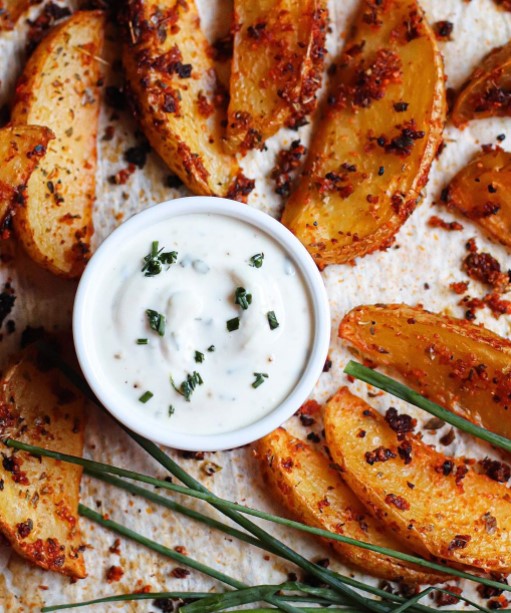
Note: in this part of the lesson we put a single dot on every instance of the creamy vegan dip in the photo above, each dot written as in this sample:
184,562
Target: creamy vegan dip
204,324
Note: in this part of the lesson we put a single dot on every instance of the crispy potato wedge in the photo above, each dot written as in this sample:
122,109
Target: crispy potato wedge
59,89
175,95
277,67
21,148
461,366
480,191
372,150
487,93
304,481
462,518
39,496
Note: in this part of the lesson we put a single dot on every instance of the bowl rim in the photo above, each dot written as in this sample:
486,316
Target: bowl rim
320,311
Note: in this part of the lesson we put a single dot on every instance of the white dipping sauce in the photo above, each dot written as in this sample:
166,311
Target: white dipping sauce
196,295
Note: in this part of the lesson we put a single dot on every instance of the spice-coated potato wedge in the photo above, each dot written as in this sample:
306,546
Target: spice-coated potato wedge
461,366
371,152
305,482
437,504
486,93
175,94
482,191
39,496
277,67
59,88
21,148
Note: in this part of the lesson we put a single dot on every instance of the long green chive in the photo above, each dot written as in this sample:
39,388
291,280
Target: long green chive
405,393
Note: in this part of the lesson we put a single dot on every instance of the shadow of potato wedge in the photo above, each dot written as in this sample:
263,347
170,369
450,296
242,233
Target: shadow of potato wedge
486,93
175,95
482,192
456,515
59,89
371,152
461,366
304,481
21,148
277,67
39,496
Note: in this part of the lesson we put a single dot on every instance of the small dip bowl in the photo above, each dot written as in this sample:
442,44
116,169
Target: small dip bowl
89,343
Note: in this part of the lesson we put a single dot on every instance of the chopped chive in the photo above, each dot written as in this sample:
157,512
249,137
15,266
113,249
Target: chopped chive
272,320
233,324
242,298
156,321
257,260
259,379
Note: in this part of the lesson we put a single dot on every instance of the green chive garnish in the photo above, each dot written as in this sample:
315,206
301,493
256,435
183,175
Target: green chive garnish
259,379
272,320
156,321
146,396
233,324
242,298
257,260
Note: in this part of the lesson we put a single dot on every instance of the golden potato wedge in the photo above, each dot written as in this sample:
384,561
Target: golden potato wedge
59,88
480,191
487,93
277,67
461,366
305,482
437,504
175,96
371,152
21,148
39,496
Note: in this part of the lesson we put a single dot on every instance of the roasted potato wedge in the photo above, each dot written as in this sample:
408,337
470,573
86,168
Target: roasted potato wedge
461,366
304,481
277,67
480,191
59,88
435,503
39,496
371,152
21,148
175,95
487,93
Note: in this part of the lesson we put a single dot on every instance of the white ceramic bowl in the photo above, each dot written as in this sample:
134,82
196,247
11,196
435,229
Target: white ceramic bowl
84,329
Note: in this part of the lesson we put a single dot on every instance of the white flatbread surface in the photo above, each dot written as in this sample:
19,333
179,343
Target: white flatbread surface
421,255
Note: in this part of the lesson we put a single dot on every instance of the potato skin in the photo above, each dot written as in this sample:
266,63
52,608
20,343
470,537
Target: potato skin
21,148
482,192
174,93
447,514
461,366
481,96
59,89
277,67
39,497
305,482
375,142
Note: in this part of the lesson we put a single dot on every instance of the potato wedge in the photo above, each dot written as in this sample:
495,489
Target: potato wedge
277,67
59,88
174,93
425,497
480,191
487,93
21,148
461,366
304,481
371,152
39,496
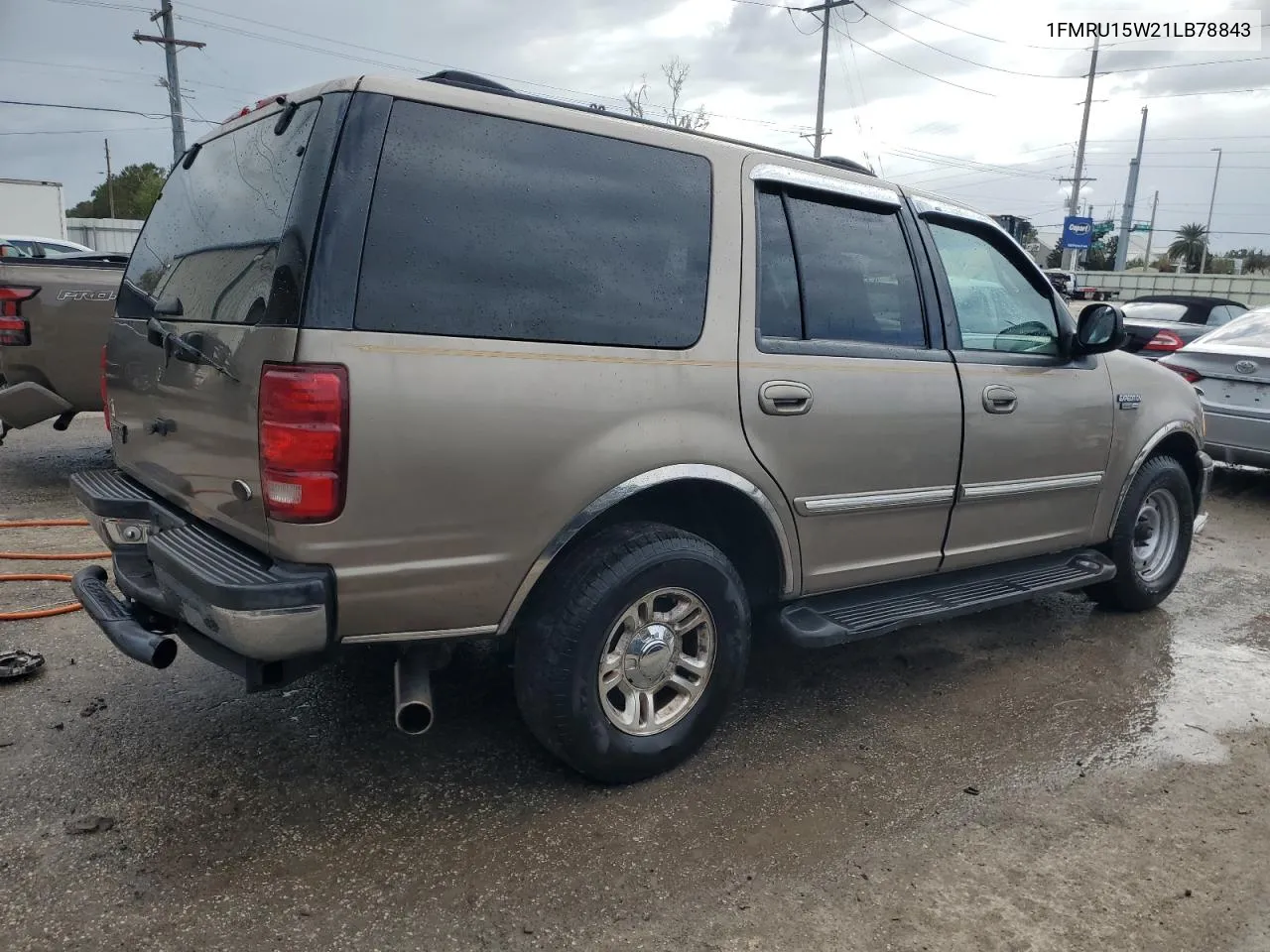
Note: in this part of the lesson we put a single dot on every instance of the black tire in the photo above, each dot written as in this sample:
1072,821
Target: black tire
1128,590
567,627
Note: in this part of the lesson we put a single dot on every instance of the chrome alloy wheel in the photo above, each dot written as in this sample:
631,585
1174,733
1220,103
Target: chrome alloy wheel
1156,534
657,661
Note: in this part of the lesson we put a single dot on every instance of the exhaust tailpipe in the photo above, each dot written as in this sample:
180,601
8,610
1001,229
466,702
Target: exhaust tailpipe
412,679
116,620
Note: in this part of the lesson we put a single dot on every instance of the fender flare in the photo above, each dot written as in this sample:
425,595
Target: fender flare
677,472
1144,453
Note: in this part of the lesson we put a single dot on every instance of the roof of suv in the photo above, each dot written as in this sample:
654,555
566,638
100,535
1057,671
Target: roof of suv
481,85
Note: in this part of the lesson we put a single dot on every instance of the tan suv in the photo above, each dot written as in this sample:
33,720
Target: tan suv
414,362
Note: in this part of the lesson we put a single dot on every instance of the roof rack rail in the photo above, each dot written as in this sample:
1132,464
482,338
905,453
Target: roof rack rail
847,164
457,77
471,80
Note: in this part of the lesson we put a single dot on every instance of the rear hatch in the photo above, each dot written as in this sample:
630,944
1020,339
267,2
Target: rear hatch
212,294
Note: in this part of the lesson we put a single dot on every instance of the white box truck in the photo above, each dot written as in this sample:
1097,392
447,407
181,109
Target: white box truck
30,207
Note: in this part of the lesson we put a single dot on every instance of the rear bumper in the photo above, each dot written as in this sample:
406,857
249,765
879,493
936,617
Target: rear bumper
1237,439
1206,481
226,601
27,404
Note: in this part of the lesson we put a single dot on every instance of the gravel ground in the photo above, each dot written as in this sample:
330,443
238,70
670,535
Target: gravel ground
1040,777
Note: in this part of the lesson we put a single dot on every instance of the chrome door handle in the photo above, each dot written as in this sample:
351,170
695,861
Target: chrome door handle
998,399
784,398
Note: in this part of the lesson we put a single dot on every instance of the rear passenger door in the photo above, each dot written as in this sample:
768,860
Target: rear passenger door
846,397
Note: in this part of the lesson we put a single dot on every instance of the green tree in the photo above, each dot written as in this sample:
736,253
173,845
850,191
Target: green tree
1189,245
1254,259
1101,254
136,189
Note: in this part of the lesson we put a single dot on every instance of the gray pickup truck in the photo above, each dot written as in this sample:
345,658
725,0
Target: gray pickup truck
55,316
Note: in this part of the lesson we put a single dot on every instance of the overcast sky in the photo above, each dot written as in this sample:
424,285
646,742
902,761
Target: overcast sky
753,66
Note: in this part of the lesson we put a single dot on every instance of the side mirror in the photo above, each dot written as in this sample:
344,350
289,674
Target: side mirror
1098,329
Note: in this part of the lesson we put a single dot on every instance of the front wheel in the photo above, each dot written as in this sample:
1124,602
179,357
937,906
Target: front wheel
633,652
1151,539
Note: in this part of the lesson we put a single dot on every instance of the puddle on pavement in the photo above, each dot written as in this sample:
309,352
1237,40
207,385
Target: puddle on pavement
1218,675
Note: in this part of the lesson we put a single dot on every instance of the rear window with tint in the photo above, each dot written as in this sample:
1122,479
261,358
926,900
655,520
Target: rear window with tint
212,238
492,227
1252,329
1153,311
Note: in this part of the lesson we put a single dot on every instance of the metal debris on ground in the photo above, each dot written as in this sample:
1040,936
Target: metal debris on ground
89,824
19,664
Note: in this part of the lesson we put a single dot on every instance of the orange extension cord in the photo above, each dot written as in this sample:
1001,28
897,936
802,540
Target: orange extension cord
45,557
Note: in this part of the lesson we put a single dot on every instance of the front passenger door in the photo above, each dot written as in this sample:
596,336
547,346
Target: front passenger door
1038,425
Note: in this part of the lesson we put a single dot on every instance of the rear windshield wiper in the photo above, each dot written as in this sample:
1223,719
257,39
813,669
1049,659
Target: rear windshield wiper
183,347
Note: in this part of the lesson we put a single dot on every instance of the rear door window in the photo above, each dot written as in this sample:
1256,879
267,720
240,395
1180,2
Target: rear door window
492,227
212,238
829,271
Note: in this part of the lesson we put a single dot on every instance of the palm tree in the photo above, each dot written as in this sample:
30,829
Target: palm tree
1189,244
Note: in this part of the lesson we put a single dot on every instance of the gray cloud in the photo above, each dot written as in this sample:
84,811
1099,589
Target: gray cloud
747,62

## TASK DESCRIPTION
Would you return the records exactly, keeping out every picture?

## SOLUTION
Note: in this part of the lesson we put a single dot on every instance of the creamy vegan dip in the photo above, each dot written as in this sample:
184,562
Target: creamy vegan dip
204,324
Note: in this part of the lesson we put a single dot on every instance of the crispy potato wedge in the photo above, each dot written as in this sample:
122,109
Target: crispy potato wedge
59,89
175,95
277,67
21,148
461,366
480,191
372,150
487,93
304,481
462,518
39,496
Note: in this part of the lesson we put a single dot on every instance of the bowl rim in the photo above, each dot written as in this sample:
486,316
Target: bowl rim
320,311
Note: in this part of the lesson we put a single dot on every instance of the white dipping sauce in the photo above, each dot written as in this sample:
166,311
Target: white dipping sauce
196,295
Note: in this part of the lesson we put a single dot on every instance of the spice-coated potato wedge in the photo above, each dot written as in this sample:
306,546
Target: spice-coated potato wedge
461,366
371,152
305,482
437,504
486,93
175,94
482,191
39,496
277,67
59,88
21,148
Note: in this part of the lesson we put a single dot on every instance of the long green chive in the photo above, each dot written as in this sample:
39,388
291,280
Target: long green chive
405,393
Note: in this part of the lesson we put a single dot on every instance of the shadow of potato wedge in the photo above, each dot written as in this sample:
263,347
170,369
450,296
242,233
Target: shadow of potato wedge
486,93
175,95
482,192
456,515
59,89
371,152
461,366
304,481
21,148
277,67
39,496
Note: in this part of the lesson we put a single dot on every instance of the small dip bowl in the photo above, each dot written as in this sample:
442,44
116,169
Target: small dip bowl
89,343
Note: in this part of the lesson we put a single dot on every instance of the chopped chive in the photo above, each dot written as in this sample:
157,512
249,137
15,266
113,249
Target: chopped chive
272,320
233,324
242,298
156,321
257,260
259,379
Note: in this part of the lesson we put a single dot on every instance of the green chive garnish in the photo above, each dot written as in this sample:
315,206
301,493
256,435
183,175
Target: green chive garnish
259,379
272,320
156,321
146,396
233,324
242,298
257,260
Note: in this part of the lesson we put a single dot on every instance of the golden potato wedge in the photo above, each dot written as in this sample:
384,561
Target: golden potato wedge
59,88
480,191
487,93
277,67
461,366
305,482
437,504
175,96
371,152
21,148
39,496
Note: in this part of the lesson we put a single dot on every instance of the roasted potato wedge in the photo above, each dot written as in this sample:
408,337
470,573
86,168
Target: roasted potato wedge
461,366
304,481
277,67
480,191
59,88
435,503
39,496
371,152
21,148
175,95
487,93
Note: in this part of the lesson we put a single dot on every instance of the white ceramic bowl in the photo above, each dot written as in this sample:
134,82
196,247
11,196
435,229
Target: white ceramic bowl
84,329
Note: in this part of the lesson we put a single dot on every instance of the white flatbread surface in the photo above, each dot written as in this sample:
19,333
179,343
Target: white flatbread surface
421,255
Note: in this part of the lesson we put a single dot on every instance of the potato skin in the photo above, each dot written as in this sample:
266,63
52,608
20,343
470,537
Target: potato skin
21,148
482,192
174,93
447,514
461,366
481,96
59,89
277,67
39,497
305,482
375,142
Note: in this part of the lesson we put a single dot on every instance of the potato wedge in the photo above, each dot written as in this sample:
495,489
Target: potato wedge
277,67
59,88
174,93
425,497
480,191
487,93
21,148
461,366
304,481
371,152
39,496
Note: in this part of the lesson we put a single dot on every instance of the black tire in the photo above, each dot written as in this sample:
1072,821
Target: black tire
1128,590
567,627
Note: in this part of the lesson we put a single dot on every instance of the chrome alloy wheel in the photo above, each dot written as in this sample:
631,585
1174,733
1220,103
Target: chrome alloy wheel
1156,534
657,661
Note: in this part of the lesson we put a single dot on every instance of the exhaust tailpipe in the photo above, each dot written as in this sample:
180,601
8,610
1001,229
466,702
Target: exhaust tailpipe
412,679
116,620
Note: in this part of the lesson we put a single dot on every instance of the fender flare in the photo above, each dot written as in this sample:
425,595
Target: fender flare
677,472
1144,453
Note: in this part of the lesson we put a single dot on every instance of the roof of suv in the photo above, each dot written as in this sample:
654,555
566,638
100,535
1057,671
Target: roof of suv
481,85
Note: in this part of the lesson we put a single dot on every instance of the tan suv in the photo above, each dot written as in this sample:
33,720
Target: tan suv
414,362
Note: in this part of the lesson we put a single dot on every instance of the roof rack rail in the photo above, each dot written as in this sample:
1132,464
482,338
905,453
Target: roof rack rail
847,164
457,77
471,80
Note: in this part of the lesson we put a single dot on every instance of the rear hatch in the photo above, each dot written as in this sample:
630,944
1020,339
267,2
Target: rear hatch
212,294
Note: in this part of the lesson we put a single dot on every instance of the white box truck in the photo above, each dot written as in this sample:
1097,392
447,407
181,109
Target: white box truck
30,207
Note: in this part of the lesson we put a single dot on every instance of the rear bumper in the photo above, each dot written as in this sample:
406,857
249,765
879,493
936,617
Target: rear bumper
1237,439
1206,481
226,601
27,404
Note: in this part of the lesson we put a single dot on every instance of the gravel ground in the photo above, each dot written as in this sample:
330,443
238,70
670,535
Target: gravel ground
1040,777
Note: in this part of the lesson we put a single dot on every instance of the chrome door handle in the photo above, each dot written as in this sample:
351,170
695,861
Target: chrome door handle
998,399
784,398
Note: in this part of the lesson we put a single dot on every instance of the rear passenger door in the photo above, each dot written as in this sample:
768,860
Target: rear passenger door
846,397
Note: in this part of the lesson we put a single dot on every instance of the green tree in the photo above, each dot written as in this sample:
736,253
173,845
850,191
Target: green tree
1189,245
1254,259
1101,254
136,189
Note: in this part of the lesson we put a single dot on every instance of the gray pickup truck in the photo above, each dot written as in this sample:
345,658
725,0
Target: gray pickup truck
55,316
Note: in this part of the lesson we put a single dot on every instance of the overcast sky in the photo above, each dot written as in this sample:
424,285
646,742
902,761
Target: overcast sky
753,66
Note: in this part of the lesson we put a single dot on every instance of the side mirror in the photo above, each dot written as in this sample:
344,350
289,674
Target: side mirror
1098,329
Note: in this part of the lesson we put a single dot on every instance of the front wheel in the photo above, each dot written as in this sample:
1124,602
179,357
937,906
Target: front wheel
633,652
1151,539
Note: in this part of the lesson we put a single dot on every instance of the puddle on pavement in the photo above, each dot written as in this sample:
309,352
1237,40
207,385
Target: puddle on pavement
1218,675
Note: in this part of the lesson we put a single dot on every instance of the rear window with tint in the photo above, each dot written as in this sample:
1122,479
261,358
926,900
655,520
Target: rear window with tint
212,238
492,227
1252,329
1153,311
Note: in this part of the lesson we put a single dot on every instance of the metal debris on ground in the photo above, each dot written as in this sample:
1040,936
Target: metal debris on ground
89,824
19,664
Note: in this part of the lesson we put a single dot on every instance of the orange extension cord in the photo above, each dot written as in this sample:
1001,28
897,936
802,540
Target: orange extension cord
45,557
Note: in this part of the lesson we put a single dot on every instance of the front passenger door in the photo above, each dot written as in this sample:
596,336
547,346
Target: front passenger door
1038,425
Note: in this part of the lesson we put a single dot on every instance of the rear windshield wiper in the photo above, each dot written as in this sample:
1223,719
257,39
813,669
1049,659
Target: rear windshield wiper
183,347
Note: in this part of the lesson we put a single dot on every instance of the rear door window in the photo above, each dot written as in this sample:
1256,879
267,720
240,395
1180,2
Target: rear door window
492,227
212,238
829,271
Note: in this part of the lesson we put a single dot on every instance of the palm tree in the photo above, each dot written as in this sample:
30,829
Target: palm tree
1189,244
Note: in this part of the lesson we put a single dot on every instance of the gray cloud in the photo above, each dot written as in this sample:
84,811
1099,589
Target: gray cloud
747,62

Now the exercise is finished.